__EXERCISE OBJECTIVE__.
Return a copy of each line in the listing that includes the word "brown".

-- Opening Marker --

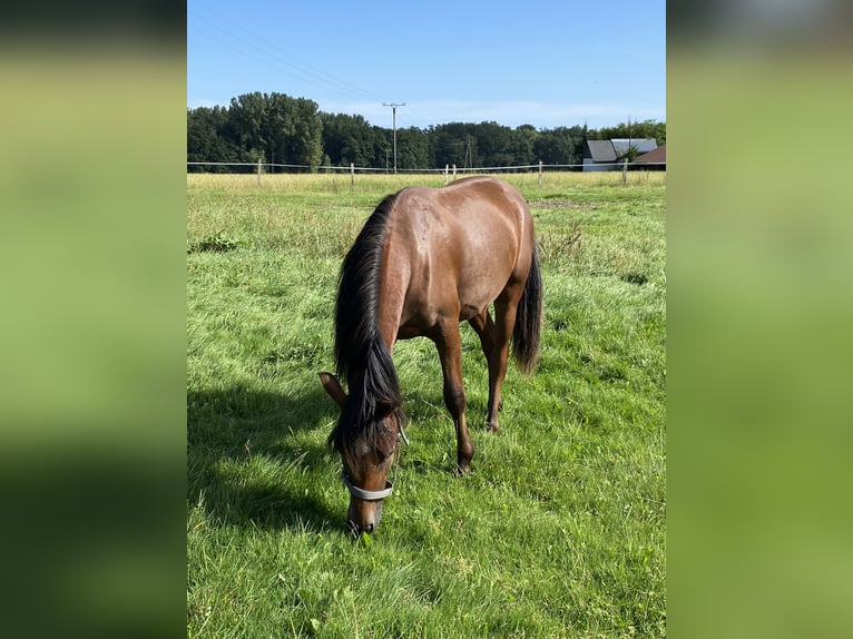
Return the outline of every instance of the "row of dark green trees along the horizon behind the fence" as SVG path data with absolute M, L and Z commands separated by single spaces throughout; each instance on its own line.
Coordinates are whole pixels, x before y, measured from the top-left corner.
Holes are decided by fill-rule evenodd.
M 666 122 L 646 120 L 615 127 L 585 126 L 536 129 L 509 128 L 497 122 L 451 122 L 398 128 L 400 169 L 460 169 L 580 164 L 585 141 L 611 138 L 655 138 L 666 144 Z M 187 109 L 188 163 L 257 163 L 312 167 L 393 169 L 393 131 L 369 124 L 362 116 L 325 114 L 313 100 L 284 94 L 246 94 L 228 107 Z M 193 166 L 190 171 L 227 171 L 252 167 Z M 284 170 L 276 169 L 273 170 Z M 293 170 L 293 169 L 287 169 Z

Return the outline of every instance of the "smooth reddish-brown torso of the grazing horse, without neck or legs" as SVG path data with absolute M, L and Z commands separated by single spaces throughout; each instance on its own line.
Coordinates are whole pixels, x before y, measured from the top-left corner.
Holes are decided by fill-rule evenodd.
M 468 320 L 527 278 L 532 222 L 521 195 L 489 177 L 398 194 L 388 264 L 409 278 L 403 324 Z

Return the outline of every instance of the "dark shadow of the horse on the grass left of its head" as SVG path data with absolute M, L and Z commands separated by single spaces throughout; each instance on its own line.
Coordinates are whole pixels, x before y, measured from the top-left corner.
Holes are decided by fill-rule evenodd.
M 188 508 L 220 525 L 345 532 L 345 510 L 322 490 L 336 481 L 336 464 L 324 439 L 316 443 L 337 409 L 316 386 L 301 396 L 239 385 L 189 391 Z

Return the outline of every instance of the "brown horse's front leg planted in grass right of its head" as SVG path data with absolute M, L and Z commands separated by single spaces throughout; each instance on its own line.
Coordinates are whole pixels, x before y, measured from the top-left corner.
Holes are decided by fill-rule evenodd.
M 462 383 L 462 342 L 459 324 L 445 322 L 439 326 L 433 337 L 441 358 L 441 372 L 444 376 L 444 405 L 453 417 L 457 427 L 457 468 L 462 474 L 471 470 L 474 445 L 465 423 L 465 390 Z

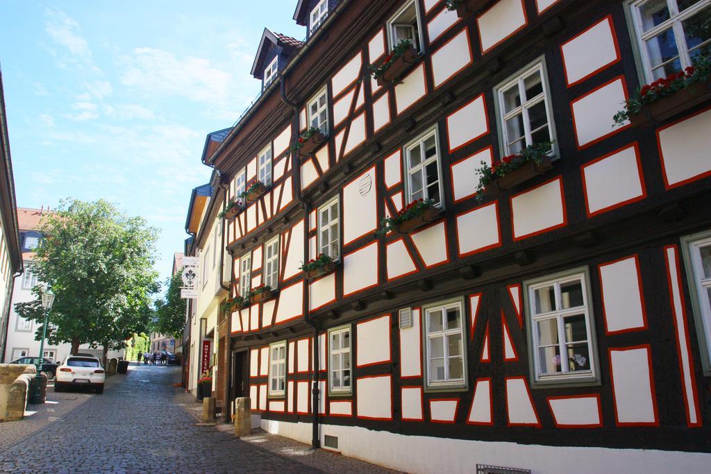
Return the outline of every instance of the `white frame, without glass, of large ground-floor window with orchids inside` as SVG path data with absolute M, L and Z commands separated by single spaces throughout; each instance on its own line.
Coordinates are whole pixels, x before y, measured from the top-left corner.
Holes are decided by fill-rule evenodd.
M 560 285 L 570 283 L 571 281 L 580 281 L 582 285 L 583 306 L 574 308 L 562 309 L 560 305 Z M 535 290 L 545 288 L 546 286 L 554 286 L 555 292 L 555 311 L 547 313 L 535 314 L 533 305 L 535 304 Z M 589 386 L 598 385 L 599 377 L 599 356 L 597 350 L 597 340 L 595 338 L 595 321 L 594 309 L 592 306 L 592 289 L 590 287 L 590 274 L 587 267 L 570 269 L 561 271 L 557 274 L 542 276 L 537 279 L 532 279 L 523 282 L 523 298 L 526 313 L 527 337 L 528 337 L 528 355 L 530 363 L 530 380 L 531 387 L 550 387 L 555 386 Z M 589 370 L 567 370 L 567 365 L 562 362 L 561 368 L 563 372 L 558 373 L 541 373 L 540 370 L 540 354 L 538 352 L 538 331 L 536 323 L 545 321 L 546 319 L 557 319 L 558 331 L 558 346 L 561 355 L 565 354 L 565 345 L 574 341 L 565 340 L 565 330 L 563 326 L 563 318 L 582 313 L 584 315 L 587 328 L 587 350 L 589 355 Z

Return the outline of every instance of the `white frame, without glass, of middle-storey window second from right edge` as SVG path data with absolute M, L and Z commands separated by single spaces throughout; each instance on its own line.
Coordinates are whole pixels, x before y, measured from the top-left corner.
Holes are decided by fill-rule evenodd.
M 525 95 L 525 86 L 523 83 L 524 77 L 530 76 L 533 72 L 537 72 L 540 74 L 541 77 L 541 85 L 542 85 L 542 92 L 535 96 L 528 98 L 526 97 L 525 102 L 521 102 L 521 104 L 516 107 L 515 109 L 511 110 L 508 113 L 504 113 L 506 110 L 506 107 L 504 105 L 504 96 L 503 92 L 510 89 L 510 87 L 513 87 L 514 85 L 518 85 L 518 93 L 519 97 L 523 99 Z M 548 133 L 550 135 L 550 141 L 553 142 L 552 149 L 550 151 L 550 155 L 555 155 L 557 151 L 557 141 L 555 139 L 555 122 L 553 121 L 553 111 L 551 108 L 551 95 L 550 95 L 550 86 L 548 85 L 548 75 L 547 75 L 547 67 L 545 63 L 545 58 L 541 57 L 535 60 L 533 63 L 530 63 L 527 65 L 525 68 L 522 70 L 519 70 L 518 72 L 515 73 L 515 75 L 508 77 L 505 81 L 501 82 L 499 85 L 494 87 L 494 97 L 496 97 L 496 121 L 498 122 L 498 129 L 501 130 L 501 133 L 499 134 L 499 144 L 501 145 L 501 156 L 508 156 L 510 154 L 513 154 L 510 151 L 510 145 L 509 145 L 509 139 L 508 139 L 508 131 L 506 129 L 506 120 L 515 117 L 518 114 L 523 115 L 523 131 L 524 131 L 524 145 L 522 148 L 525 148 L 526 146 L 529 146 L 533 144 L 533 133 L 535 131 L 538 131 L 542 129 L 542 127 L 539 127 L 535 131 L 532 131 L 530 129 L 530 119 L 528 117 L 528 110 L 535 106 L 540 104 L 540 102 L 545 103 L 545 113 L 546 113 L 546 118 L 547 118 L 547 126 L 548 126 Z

-- Closing Marker --

__SOLUTION TO THIS EXERCISE__.
Return the outline of every instance of the "smooth reddish-brown torso of the grazing horse, without neck or legs" as SVG path data with absolute M, L and Z commands separated by single spaces throughout; each instance on its own line.
Return the outline of every instance of the "brown horse's front leg planted in grass right of its head" as SVG path data with absolute M, L and Z commands separated by single spaces throughout; each instance on its own line.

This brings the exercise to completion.